- STORED DATA:

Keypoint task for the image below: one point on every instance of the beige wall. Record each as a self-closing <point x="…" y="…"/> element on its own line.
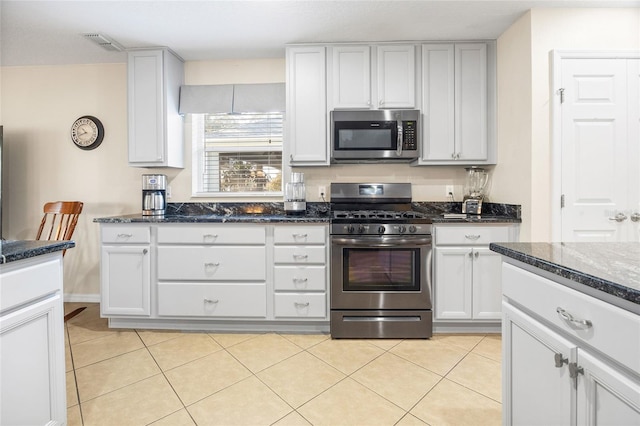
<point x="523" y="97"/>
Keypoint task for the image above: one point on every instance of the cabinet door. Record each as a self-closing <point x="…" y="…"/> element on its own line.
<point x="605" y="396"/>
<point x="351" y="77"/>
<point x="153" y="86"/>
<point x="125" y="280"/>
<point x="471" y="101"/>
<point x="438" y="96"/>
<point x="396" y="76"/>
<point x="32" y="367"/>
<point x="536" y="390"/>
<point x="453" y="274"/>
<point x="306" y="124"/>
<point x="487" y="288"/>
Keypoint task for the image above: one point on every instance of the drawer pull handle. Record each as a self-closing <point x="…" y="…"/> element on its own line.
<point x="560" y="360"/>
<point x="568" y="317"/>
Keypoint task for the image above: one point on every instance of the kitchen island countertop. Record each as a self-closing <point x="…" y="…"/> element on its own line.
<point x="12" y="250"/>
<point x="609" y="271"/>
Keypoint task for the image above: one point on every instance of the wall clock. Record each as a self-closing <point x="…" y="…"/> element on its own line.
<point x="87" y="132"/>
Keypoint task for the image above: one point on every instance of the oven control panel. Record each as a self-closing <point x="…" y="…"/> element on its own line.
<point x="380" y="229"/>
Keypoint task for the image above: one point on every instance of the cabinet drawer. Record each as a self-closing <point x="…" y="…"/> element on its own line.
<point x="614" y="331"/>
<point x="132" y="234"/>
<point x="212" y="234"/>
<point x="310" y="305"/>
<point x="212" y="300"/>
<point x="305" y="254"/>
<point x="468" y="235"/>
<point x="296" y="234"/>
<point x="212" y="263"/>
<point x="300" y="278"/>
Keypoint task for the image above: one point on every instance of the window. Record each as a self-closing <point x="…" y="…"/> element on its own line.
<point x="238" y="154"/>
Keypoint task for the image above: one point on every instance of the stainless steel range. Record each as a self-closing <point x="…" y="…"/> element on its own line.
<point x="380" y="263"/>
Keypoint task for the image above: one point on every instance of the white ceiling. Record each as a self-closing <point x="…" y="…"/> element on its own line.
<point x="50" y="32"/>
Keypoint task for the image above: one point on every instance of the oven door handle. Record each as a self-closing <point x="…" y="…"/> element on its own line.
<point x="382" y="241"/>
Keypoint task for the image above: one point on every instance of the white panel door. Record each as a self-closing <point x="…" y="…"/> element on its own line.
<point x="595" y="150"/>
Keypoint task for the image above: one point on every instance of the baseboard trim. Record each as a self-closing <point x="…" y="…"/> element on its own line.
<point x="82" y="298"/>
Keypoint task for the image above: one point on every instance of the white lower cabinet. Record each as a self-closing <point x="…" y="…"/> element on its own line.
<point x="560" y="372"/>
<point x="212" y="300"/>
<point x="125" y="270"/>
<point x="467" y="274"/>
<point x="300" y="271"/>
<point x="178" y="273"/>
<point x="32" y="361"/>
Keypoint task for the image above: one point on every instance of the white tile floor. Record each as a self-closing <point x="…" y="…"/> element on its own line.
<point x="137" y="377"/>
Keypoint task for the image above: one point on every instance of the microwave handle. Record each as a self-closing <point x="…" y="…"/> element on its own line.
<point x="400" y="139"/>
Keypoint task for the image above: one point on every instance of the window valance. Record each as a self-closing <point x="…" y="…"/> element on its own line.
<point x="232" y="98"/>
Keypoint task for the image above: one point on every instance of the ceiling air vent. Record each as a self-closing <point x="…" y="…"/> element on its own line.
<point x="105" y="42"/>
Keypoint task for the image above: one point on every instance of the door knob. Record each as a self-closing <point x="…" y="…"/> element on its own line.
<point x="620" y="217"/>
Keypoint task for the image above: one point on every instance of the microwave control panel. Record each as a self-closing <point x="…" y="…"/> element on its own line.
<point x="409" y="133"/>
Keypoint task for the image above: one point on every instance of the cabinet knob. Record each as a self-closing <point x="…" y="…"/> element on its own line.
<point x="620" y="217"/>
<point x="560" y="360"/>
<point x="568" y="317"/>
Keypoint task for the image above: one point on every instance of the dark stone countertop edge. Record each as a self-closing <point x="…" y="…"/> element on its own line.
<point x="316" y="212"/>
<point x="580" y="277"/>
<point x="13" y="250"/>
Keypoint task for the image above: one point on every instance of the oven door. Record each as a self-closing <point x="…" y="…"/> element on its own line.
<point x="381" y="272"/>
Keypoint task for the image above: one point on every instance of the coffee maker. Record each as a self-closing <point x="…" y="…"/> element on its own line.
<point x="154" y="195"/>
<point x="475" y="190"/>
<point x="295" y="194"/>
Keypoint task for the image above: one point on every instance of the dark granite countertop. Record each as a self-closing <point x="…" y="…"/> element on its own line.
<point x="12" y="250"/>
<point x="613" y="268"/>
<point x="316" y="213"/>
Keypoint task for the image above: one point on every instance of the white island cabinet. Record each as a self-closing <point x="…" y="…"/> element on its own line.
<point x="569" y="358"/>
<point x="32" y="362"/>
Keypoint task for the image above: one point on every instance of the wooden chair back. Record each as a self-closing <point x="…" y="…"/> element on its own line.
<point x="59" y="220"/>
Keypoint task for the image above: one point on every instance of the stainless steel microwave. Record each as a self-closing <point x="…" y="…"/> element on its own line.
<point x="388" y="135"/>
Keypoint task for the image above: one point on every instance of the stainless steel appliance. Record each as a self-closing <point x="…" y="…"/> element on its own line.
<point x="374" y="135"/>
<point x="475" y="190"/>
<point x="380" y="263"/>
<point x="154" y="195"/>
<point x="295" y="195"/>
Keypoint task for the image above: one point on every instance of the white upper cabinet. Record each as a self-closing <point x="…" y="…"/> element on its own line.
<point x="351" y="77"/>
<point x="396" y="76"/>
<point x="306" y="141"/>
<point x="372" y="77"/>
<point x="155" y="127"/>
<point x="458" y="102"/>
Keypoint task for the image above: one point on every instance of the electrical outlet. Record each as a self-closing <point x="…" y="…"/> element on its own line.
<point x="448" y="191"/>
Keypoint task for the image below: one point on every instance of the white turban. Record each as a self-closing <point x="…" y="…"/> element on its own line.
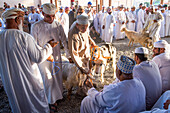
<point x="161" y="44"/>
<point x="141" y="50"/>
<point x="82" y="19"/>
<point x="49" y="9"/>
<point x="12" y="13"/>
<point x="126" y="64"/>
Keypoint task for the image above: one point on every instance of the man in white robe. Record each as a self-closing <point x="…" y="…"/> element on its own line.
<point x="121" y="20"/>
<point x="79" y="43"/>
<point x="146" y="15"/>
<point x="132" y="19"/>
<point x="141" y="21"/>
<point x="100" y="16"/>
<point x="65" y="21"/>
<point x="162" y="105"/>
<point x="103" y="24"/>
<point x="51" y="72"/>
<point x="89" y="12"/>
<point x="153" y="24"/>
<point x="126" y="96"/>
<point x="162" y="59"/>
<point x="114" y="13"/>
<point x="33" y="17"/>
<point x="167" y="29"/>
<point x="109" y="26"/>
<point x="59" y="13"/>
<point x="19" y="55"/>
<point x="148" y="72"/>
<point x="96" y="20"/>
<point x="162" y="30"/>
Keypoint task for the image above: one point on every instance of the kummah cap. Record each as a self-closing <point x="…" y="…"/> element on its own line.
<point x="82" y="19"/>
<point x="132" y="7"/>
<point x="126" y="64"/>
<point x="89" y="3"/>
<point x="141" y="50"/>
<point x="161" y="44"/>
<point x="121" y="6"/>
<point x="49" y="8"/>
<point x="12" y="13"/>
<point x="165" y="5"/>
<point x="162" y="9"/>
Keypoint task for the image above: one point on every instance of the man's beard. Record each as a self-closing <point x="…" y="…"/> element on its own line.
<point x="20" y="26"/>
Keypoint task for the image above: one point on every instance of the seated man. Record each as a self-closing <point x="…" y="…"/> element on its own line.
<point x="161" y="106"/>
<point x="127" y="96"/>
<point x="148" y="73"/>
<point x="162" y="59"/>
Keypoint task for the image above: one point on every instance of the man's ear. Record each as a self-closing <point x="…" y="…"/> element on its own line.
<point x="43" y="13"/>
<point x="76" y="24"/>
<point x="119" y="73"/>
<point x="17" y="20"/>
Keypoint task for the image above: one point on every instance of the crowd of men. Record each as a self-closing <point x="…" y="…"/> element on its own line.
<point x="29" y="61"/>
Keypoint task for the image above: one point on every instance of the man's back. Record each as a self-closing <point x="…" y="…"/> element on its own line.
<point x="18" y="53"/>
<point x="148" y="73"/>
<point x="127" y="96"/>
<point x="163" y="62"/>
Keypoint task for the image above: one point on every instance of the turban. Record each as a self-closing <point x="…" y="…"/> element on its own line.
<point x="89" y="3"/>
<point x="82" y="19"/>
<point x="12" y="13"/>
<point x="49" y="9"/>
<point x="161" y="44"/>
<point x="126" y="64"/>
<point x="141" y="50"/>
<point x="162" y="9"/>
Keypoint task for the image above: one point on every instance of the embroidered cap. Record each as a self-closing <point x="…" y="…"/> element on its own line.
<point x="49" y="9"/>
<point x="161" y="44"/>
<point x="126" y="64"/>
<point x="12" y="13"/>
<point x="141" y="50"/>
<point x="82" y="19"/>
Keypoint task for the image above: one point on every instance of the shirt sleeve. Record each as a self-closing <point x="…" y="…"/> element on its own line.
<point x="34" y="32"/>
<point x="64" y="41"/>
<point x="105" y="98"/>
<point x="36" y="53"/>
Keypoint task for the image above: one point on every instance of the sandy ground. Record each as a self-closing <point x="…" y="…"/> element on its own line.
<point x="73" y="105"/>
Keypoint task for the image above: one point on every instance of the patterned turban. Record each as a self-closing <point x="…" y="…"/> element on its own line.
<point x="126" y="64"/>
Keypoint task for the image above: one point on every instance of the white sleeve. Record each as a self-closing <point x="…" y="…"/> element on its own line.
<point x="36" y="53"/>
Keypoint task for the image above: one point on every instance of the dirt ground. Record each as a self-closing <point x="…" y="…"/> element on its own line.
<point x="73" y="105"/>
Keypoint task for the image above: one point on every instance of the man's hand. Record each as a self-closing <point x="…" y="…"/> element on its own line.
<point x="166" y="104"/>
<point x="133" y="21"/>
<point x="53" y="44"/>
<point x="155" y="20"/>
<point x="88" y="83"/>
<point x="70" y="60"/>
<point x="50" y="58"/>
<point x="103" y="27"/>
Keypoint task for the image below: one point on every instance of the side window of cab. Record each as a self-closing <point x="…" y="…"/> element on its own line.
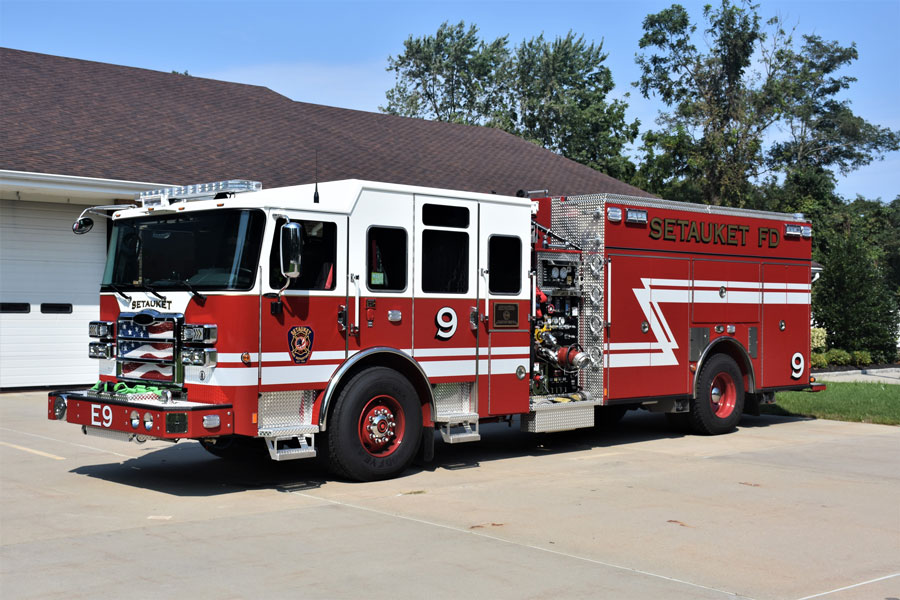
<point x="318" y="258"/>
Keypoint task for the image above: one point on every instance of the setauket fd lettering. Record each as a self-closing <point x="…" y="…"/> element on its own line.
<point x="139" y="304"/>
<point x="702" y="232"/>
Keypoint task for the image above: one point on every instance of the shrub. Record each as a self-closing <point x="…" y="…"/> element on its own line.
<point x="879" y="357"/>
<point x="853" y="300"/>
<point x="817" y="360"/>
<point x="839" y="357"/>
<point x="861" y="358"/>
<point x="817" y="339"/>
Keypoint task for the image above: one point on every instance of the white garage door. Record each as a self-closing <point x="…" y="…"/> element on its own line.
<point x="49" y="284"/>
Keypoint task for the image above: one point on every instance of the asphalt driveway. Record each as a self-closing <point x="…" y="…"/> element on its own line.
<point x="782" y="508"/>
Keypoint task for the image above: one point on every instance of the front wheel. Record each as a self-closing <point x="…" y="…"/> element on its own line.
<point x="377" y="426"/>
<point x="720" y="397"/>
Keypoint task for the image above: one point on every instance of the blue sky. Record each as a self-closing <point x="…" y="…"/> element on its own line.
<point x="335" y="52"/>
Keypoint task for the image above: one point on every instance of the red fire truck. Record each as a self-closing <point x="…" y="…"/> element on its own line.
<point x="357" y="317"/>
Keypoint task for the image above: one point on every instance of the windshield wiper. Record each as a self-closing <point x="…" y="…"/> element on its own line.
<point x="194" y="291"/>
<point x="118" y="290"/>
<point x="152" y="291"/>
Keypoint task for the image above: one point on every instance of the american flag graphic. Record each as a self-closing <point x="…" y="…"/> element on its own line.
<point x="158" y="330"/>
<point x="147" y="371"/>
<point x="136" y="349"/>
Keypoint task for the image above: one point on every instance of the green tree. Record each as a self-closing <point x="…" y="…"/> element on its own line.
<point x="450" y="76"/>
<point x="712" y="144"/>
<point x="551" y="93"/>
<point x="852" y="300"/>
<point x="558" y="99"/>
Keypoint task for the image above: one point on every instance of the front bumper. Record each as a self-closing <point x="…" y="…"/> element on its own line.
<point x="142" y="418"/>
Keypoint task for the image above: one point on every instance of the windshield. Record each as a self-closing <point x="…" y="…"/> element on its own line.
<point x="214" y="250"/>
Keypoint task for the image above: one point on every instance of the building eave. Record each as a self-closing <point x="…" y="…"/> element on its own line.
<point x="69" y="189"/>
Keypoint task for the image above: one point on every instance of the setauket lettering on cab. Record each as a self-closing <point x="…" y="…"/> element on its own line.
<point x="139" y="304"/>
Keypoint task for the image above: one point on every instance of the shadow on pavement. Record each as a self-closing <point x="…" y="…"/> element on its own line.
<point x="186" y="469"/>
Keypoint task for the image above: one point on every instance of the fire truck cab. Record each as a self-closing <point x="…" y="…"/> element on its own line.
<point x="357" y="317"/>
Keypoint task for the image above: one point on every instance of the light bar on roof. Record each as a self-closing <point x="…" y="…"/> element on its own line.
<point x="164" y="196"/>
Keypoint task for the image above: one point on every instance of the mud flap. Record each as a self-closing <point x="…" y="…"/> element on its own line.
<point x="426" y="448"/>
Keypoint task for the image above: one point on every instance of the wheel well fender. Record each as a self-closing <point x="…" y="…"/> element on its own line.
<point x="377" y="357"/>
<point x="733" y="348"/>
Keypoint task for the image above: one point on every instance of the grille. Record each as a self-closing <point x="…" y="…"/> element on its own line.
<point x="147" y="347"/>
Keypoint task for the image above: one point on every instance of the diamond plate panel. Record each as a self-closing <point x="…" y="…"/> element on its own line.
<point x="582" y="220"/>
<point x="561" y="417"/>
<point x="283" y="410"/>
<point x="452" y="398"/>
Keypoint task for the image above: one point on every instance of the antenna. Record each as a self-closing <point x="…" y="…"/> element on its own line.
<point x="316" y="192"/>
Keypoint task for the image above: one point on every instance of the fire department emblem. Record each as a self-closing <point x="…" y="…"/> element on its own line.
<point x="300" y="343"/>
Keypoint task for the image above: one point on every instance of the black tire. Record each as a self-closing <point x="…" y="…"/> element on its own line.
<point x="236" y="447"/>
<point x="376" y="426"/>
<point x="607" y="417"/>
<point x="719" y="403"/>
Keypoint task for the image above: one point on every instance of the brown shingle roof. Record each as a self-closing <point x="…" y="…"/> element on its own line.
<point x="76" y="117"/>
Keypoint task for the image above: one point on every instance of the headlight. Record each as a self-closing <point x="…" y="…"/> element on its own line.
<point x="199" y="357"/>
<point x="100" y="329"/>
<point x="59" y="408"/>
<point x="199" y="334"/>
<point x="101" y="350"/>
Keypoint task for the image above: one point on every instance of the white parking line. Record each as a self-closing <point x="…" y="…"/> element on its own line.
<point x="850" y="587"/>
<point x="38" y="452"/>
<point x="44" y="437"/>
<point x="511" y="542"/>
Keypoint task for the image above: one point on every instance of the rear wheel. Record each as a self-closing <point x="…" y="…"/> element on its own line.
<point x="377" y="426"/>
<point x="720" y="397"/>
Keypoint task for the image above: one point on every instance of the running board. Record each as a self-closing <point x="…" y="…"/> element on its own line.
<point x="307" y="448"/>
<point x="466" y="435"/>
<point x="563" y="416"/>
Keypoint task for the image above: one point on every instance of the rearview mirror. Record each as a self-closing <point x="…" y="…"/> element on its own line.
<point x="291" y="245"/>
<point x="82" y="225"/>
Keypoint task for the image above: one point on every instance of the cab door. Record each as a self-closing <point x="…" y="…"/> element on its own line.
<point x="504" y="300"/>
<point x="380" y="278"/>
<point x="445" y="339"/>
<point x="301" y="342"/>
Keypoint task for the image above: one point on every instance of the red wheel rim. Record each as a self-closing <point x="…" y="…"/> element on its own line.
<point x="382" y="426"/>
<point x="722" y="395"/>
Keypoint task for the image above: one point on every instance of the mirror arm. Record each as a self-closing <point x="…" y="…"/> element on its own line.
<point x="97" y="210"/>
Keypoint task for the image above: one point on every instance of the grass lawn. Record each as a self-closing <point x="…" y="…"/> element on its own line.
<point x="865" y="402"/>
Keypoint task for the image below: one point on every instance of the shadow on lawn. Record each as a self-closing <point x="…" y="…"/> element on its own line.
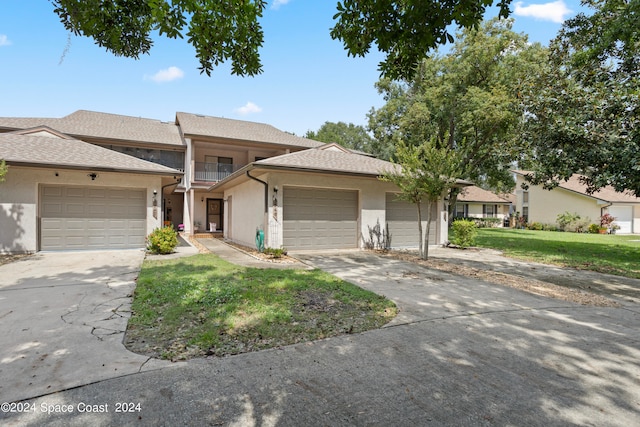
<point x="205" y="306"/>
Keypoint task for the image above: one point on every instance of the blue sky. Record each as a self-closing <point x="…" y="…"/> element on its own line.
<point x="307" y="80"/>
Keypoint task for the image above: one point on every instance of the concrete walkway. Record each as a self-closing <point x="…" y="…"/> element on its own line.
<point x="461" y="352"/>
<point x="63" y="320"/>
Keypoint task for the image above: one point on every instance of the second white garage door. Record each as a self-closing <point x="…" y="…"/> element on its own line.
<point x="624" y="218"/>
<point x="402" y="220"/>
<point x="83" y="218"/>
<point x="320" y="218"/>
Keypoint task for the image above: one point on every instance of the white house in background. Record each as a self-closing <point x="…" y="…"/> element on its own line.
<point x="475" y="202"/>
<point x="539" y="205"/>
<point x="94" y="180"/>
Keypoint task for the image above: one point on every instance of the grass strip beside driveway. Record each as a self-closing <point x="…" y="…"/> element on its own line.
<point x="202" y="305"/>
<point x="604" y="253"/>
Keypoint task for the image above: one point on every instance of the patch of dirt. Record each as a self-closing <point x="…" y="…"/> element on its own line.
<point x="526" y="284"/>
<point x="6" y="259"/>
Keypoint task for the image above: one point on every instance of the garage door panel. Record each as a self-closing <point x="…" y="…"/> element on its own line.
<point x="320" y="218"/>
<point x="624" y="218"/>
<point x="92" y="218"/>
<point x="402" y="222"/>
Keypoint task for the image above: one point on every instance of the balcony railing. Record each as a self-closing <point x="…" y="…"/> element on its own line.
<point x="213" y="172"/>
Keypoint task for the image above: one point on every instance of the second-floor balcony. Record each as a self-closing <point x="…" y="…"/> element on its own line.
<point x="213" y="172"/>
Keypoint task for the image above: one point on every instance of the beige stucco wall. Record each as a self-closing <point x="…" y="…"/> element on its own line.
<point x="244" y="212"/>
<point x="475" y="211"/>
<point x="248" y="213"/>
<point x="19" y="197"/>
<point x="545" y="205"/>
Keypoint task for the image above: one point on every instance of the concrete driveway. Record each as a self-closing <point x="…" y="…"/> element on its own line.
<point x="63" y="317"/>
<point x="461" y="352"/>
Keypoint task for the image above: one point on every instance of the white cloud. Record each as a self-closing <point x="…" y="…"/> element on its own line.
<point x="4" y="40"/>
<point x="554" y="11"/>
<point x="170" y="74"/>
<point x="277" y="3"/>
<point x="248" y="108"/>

- YOUR GOAL: The answer consists only of the lines from the one containing "of the balcony" to the end of the records, each written out exactly.

- EXPECTED ANSWER:
Keypoint task for the image above: one point on every instance of the balcony railing. Record each as a self-closing <point x="…" y="…"/> element on its own line.
<point x="213" y="172"/>
Keypoint task for the image above: one point on every instance of the second-floor balcony. Record each as a self-closing <point x="…" y="…"/> element on its own line.
<point x="213" y="172"/>
Keypoint task for the image above: one point on every instance of the beige stucco wall. Record each as a self-closing <point x="…" y="…"/> element on its own line.
<point x="244" y="212"/>
<point x="475" y="211"/>
<point x="248" y="213"/>
<point x="19" y="197"/>
<point x="545" y="205"/>
Keypoint task for the image above: one point on every instance of the concrete driveway. Record each as a self-closing <point x="…" y="…"/> element on its own line.
<point x="63" y="317"/>
<point x="461" y="352"/>
Keypoint task for the image above: one point on every instance of the white cloud. Record each as a self-closing <point x="…" y="…"/> element on its own line.
<point x="4" y="40"/>
<point x="554" y="11"/>
<point x="170" y="74"/>
<point x="277" y="3"/>
<point x="248" y="108"/>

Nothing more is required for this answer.